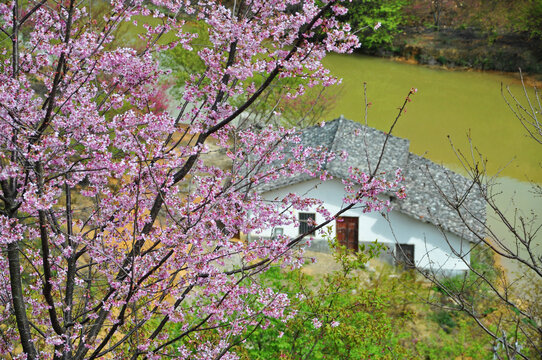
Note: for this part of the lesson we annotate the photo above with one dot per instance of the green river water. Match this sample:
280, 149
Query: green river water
448, 103
457, 104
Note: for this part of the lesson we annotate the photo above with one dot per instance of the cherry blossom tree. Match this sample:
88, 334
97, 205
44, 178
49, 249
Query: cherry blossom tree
115, 225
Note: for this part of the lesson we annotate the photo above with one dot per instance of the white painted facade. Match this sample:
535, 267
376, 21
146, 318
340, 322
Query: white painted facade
432, 247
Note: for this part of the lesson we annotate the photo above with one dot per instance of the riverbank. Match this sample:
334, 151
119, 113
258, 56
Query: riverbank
466, 49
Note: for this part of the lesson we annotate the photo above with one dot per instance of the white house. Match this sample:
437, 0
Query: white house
422, 230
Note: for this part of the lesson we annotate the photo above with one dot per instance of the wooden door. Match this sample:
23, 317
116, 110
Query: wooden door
347, 232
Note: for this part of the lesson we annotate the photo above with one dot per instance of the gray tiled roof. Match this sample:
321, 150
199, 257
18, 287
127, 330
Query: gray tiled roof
430, 188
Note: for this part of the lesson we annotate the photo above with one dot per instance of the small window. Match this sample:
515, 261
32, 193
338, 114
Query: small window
404, 255
306, 222
277, 232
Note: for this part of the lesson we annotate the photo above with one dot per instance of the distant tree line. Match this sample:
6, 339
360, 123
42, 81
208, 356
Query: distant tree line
488, 16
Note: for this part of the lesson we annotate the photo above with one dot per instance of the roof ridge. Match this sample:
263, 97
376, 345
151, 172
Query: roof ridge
340, 121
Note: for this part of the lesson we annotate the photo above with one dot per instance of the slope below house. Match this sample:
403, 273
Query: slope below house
426, 230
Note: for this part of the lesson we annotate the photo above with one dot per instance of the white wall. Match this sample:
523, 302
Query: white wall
432, 248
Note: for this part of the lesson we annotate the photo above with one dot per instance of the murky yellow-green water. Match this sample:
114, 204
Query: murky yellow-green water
454, 103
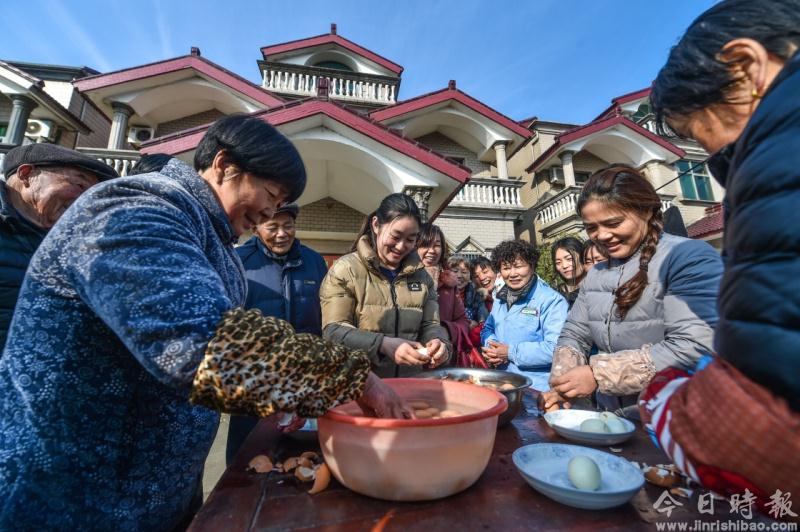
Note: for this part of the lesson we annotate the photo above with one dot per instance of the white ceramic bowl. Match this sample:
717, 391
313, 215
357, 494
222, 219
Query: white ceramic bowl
567, 423
544, 467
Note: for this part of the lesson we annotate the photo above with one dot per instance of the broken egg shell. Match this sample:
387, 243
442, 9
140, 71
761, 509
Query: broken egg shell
310, 455
661, 477
322, 478
291, 463
304, 474
260, 464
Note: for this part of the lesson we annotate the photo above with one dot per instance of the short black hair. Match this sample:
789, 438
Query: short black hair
510, 250
482, 262
255, 147
695, 76
152, 162
427, 236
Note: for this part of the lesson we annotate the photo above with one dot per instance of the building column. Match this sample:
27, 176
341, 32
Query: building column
420, 195
569, 171
119, 125
502, 163
18, 121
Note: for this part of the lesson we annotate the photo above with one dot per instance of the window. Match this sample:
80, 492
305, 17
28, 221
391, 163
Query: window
695, 180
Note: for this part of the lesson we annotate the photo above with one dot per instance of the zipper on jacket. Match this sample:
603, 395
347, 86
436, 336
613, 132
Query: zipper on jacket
396, 320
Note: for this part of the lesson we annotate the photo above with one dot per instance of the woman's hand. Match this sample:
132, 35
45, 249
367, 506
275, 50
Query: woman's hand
403, 352
495, 353
381, 401
550, 401
577, 382
437, 350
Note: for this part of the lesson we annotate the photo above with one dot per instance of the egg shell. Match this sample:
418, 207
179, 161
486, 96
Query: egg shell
583, 473
605, 416
594, 425
615, 426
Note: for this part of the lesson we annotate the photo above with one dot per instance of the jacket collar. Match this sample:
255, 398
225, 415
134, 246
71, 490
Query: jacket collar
9, 215
196, 186
408, 265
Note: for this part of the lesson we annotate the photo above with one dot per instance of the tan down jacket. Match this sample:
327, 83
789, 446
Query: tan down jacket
360, 305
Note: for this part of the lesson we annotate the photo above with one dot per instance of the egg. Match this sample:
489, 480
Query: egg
594, 425
616, 426
583, 473
605, 416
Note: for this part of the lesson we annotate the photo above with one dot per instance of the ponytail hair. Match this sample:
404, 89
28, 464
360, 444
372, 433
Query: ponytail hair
624, 188
392, 207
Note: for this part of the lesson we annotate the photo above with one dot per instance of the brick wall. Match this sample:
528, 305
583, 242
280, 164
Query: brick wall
488, 233
448, 147
328, 214
187, 122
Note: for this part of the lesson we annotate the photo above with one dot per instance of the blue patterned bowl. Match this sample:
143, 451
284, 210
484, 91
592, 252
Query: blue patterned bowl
544, 467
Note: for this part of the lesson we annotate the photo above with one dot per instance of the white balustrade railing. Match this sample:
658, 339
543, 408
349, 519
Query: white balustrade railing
490, 193
120, 160
340, 87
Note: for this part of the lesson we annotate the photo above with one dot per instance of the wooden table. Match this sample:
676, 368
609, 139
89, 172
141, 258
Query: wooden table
500, 500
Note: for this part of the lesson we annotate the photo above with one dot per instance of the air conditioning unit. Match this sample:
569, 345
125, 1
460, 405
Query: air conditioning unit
556, 174
40, 129
140, 134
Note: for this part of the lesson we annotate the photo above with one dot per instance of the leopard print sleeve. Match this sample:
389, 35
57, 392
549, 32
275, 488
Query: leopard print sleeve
257, 366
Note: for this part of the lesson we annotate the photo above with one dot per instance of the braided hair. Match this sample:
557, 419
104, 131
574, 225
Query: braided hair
626, 189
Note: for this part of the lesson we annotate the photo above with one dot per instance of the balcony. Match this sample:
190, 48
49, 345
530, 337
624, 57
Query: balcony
120, 160
558, 215
346, 86
489, 194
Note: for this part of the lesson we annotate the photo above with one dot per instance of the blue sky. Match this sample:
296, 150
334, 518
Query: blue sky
560, 60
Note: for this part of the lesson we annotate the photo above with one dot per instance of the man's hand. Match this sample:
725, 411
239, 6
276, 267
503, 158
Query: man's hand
495, 353
437, 351
577, 382
550, 401
381, 401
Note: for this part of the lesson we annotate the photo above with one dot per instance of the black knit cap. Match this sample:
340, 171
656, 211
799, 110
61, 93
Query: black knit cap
53, 155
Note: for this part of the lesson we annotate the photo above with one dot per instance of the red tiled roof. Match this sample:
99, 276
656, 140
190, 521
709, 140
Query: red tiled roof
594, 127
622, 100
710, 224
331, 38
187, 140
198, 63
433, 98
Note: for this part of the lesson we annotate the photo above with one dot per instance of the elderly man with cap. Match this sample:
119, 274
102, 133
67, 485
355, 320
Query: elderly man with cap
42, 181
283, 280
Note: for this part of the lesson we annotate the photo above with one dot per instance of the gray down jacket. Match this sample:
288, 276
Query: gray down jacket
676, 313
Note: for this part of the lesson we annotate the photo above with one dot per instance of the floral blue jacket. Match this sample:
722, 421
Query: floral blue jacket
118, 305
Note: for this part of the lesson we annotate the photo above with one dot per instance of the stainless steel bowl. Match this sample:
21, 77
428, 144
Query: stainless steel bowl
493, 376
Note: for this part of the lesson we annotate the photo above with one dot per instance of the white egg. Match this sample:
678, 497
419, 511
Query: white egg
594, 425
583, 473
616, 426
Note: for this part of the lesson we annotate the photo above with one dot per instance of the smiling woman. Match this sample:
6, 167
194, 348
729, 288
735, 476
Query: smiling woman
651, 306
129, 337
379, 298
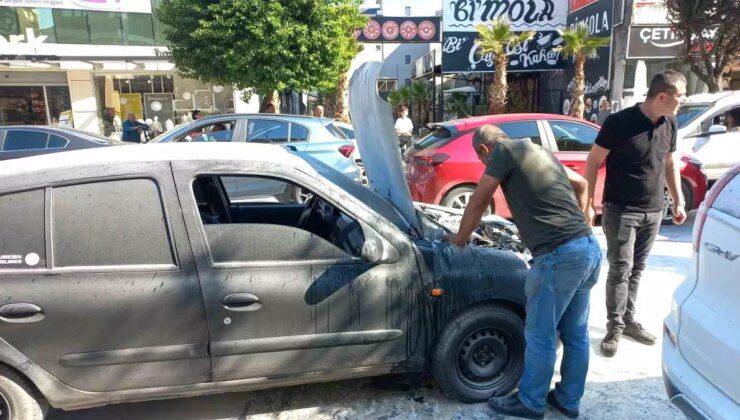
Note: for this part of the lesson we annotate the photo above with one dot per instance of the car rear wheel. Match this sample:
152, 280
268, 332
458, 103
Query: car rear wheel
19, 400
459, 198
480, 354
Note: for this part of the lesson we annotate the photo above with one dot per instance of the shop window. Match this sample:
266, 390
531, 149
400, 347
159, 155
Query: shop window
105, 28
8, 22
138, 29
71, 26
22, 239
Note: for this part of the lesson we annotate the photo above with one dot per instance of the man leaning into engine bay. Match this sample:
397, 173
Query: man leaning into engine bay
548, 204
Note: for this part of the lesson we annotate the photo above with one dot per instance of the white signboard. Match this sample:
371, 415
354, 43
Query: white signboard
525, 15
135, 6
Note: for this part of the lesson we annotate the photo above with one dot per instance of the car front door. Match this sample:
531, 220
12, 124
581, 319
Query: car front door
102, 291
283, 298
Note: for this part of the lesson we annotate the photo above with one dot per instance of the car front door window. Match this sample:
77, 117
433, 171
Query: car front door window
267, 131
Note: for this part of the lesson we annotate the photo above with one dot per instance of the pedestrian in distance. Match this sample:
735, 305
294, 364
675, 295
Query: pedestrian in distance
547, 201
132, 129
638, 144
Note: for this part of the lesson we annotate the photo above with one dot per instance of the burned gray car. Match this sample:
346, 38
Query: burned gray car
130, 276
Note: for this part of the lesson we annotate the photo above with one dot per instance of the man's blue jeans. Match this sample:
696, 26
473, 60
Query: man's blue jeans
558, 289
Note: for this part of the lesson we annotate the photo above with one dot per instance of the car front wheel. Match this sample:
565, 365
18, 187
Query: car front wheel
480, 354
19, 400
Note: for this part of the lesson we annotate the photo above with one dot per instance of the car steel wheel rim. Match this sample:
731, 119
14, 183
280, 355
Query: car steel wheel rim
4, 408
486, 358
461, 201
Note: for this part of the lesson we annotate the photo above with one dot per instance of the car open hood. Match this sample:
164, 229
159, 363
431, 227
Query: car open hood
378, 143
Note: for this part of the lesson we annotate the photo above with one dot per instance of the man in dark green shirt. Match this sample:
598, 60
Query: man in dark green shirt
547, 202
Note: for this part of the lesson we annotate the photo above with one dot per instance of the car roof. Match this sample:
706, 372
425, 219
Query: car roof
256, 153
464, 124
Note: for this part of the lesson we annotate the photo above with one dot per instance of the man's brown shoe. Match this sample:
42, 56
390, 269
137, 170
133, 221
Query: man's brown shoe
636, 332
610, 343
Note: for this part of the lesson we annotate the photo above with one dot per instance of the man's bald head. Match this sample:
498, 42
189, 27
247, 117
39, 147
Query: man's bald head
487, 136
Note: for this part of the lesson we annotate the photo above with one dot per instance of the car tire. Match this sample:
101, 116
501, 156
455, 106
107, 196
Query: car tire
459, 197
19, 399
480, 354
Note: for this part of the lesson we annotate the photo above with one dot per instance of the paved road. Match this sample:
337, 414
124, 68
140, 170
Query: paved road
627, 386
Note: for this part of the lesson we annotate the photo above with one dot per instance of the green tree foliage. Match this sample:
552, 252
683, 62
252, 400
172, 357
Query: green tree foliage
261, 46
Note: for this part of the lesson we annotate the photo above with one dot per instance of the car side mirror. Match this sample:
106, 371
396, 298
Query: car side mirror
717, 129
377, 251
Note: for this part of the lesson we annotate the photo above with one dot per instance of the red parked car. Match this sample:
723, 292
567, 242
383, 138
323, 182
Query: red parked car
443, 168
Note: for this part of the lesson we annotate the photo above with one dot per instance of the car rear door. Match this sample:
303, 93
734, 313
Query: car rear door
97, 281
709, 335
281, 300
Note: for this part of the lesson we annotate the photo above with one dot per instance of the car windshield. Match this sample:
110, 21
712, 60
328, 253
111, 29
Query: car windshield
363, 194
434, 140
689, 112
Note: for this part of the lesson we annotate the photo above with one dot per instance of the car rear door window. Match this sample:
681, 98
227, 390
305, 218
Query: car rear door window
298, 133
269, 219
25, 140
110, 223
573, 137
267, 131
22, 236
221, 131
57, 142
522, 129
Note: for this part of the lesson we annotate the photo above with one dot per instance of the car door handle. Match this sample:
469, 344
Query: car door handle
21, 313
241, 302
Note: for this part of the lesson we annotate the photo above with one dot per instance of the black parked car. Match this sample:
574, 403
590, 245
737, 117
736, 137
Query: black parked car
129, 275
19, 141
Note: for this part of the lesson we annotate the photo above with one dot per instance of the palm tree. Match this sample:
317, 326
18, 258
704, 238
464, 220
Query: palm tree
494, 39
577, 43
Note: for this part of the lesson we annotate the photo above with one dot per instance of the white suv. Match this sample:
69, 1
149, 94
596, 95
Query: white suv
704, 132
701, 335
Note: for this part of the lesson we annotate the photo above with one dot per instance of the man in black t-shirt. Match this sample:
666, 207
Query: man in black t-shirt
638, 144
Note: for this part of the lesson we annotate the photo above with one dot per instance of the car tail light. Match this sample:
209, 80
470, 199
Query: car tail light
432, 160
347, 150
701, 215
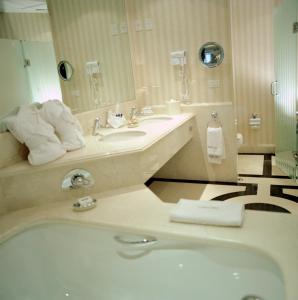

========================================

▸ WHAT THE EXERCISE ASKS
Count the lines of the records above that contain the string "balustrade", treating uppercase and lowercase as different. Reply with the number alone.

▸ WRITTEN ANSWER
2